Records
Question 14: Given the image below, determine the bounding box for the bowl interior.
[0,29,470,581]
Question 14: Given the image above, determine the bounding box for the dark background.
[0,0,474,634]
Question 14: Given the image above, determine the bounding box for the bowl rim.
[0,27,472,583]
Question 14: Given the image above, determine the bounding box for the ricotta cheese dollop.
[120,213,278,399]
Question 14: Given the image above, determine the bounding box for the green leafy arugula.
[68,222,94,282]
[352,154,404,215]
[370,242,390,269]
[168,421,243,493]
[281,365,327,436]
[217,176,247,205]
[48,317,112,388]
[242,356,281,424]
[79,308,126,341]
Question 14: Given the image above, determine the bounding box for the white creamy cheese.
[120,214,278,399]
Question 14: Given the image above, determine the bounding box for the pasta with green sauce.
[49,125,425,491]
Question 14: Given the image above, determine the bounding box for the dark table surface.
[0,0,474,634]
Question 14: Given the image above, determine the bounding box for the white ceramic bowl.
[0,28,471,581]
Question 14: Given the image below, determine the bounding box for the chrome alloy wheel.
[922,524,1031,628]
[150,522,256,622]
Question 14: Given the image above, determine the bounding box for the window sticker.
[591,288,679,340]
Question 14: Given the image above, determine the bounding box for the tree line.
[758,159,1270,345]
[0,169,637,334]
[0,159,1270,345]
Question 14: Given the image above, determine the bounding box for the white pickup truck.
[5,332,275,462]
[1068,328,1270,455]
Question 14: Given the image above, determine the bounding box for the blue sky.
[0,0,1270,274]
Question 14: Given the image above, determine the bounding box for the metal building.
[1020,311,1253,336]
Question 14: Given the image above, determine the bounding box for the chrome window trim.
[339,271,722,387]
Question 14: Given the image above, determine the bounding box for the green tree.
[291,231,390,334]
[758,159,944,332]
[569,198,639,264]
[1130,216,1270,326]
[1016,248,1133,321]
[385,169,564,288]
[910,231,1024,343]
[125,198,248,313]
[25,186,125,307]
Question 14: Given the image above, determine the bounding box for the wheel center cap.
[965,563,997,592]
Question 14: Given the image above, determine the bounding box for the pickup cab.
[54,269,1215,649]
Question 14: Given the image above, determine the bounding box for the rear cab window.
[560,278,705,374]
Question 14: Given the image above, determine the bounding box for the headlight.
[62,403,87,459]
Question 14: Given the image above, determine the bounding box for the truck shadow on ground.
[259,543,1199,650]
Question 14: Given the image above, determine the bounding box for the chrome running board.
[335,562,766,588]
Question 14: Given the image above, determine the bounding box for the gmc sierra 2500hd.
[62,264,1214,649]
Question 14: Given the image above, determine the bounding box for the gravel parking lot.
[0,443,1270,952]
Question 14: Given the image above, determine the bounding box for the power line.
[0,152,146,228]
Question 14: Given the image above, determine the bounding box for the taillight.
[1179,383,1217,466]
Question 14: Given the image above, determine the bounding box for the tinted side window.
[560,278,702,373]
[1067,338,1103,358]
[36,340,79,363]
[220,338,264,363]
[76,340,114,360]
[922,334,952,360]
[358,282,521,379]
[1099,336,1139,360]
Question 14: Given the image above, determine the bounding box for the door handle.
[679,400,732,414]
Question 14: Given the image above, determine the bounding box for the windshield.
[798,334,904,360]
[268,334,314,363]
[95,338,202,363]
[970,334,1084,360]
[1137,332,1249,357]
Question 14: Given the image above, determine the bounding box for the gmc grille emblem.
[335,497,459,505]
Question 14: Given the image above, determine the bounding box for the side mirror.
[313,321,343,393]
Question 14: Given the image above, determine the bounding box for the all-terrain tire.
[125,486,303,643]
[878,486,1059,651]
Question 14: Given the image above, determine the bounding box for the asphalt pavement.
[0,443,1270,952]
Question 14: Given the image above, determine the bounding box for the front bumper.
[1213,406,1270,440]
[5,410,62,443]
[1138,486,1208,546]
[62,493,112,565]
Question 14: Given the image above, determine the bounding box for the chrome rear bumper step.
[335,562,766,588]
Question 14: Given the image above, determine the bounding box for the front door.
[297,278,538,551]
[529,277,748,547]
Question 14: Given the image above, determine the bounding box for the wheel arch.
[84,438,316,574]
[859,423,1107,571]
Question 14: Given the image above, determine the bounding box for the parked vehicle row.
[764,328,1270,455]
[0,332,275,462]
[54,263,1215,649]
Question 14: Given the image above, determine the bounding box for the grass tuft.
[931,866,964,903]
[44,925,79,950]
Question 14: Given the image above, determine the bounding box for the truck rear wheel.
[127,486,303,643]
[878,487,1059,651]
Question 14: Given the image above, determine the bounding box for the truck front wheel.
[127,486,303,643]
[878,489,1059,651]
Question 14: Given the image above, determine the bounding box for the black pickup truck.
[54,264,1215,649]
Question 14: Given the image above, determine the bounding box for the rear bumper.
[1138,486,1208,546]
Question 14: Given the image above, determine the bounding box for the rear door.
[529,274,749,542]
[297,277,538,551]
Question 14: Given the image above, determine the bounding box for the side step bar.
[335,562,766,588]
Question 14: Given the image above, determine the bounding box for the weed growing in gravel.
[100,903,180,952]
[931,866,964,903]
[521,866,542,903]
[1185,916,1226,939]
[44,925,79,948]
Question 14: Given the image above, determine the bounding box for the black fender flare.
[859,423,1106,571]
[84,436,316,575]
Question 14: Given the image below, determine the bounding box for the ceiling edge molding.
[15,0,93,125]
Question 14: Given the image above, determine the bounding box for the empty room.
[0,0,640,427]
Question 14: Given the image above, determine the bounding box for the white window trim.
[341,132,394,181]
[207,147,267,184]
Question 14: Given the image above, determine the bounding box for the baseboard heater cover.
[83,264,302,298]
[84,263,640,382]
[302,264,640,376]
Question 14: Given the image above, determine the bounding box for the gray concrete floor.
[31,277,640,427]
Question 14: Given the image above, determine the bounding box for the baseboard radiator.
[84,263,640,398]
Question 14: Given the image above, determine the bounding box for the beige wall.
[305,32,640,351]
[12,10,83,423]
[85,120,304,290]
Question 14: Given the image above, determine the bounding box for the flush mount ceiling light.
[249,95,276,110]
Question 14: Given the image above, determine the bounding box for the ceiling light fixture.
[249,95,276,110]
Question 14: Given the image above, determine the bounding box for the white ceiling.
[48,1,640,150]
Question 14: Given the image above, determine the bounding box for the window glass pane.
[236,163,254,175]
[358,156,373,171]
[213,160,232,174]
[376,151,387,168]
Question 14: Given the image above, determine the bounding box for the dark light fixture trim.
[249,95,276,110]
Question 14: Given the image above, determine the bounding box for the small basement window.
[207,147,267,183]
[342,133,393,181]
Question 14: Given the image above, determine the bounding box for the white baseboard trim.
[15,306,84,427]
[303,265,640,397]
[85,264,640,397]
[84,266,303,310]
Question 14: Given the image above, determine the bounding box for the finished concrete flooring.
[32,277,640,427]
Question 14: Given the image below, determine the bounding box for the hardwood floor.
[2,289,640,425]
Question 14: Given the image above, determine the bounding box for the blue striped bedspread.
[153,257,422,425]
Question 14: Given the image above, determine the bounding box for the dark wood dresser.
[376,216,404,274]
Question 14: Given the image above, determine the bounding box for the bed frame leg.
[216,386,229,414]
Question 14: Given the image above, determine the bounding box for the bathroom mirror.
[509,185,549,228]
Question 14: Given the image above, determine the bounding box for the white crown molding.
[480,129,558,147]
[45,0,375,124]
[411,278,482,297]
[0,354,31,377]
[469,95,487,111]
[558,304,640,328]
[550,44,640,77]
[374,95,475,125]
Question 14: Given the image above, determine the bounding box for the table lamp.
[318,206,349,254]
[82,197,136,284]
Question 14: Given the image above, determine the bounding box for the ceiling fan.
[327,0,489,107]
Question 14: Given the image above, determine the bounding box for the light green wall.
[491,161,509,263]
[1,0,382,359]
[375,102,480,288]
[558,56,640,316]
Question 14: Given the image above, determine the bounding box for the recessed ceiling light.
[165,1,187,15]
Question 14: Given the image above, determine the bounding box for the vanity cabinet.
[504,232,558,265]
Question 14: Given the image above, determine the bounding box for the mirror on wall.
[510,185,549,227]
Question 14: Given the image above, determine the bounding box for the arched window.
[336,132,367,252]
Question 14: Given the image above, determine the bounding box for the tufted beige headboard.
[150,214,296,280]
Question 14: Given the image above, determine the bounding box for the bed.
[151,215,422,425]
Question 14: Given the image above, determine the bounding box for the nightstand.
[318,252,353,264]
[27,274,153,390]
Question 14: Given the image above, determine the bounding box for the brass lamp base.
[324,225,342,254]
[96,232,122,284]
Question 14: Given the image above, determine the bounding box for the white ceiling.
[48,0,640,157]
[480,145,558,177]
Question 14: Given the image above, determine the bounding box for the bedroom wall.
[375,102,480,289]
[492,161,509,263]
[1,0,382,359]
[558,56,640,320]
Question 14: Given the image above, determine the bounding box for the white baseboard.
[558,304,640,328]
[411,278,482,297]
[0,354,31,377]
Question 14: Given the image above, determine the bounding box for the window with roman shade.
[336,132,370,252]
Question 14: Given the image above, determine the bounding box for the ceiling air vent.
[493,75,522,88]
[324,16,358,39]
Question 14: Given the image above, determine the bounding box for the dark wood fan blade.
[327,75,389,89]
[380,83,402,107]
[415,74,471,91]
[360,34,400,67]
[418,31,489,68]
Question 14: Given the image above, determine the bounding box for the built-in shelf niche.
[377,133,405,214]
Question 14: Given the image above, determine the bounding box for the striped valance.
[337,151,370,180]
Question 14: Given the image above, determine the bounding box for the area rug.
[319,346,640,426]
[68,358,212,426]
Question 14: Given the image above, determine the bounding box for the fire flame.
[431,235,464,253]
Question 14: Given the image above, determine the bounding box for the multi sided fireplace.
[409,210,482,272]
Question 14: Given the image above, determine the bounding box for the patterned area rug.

* Task brief: Please recast the part of the entries that opens with the first line and closes with the line containing "[150,522,256,622]" as a two-column CSV with the headers text and answer. Give one row per entry, with each field in quotation marks and any line breaks within a field replaced by spaces.

* Response to the exercise:
text,answer
"Question 14: Given the image below, determine the bounding box for the bowl interior.","[0,29,470,581]"
"Question 14: Given the image above, determine the bounding box for the dark background.","[0,0,474,634]"
"Question 14: Given the image above, determine the bounding box for the bowl rim.","[0,27,472,583]"
"Question 14: Given the image above, determine the bounding box for the ricotta cheese dollop.","[120,213,278,399]"
"Question 14: Given the image above, determine the bounding box for the green leafy arugula.","[68,222,94,282] [352,154,404,215] [370,242,390,269] [168,421,243,493] [281,365,327,436] [217,176,247,205] [48,317,112,388] [242,356,281,424] [79,308,126,341]"
"Question 14: Given the image above, determine the bounding box for the white creamy cheese.","[120,214,278,399]"
"Question 14: Given the image above, determine the bounding box for the pasta with green sauce.","[49,125,425,491]"
"Question 14: Given the image above, determine the bounding box for the dark table surface.","[0,0,474,634]"
"Question 14: Given the image above, determine the bounding box for the white ceramic bowl.","[0,28,471,581]"
"Question 14: Given the image below, determine the bounding box for the chrome alloy wheel.","[922,524,1031,628] [150,522,256,622]"